*Written exercise:*
How many lines in the material below contain the word "feather"? Reply with the number alone.

*Exercise data:*
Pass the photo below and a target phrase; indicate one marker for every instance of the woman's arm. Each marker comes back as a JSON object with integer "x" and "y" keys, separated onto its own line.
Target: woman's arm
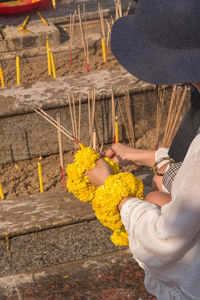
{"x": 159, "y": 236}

---

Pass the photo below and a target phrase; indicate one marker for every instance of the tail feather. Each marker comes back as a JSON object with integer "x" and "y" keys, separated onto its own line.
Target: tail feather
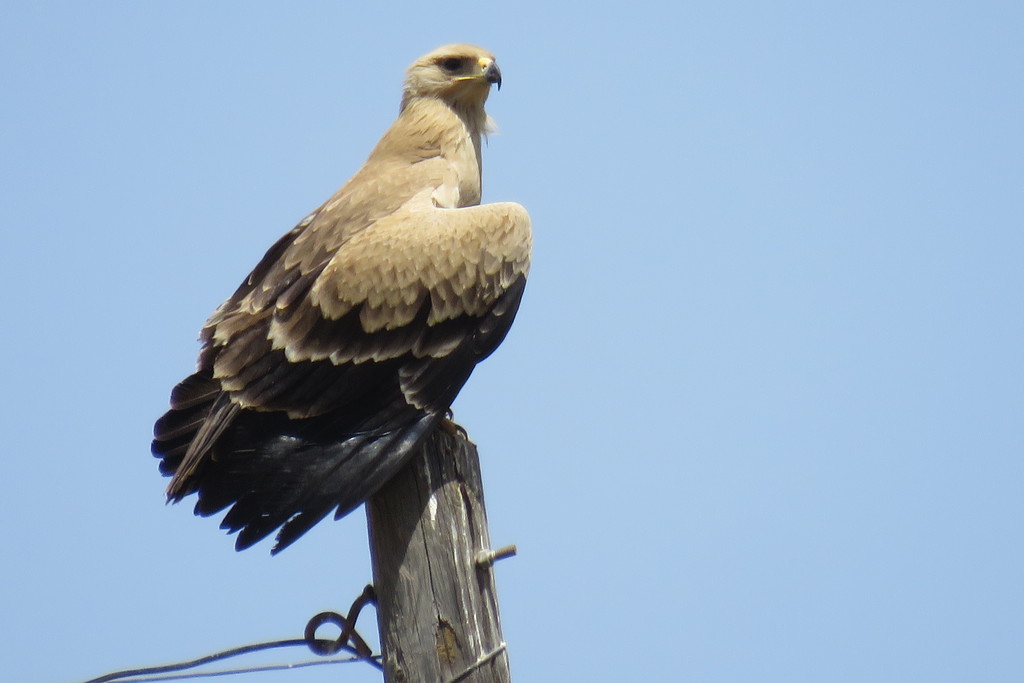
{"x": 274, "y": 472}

*Expected output:*
2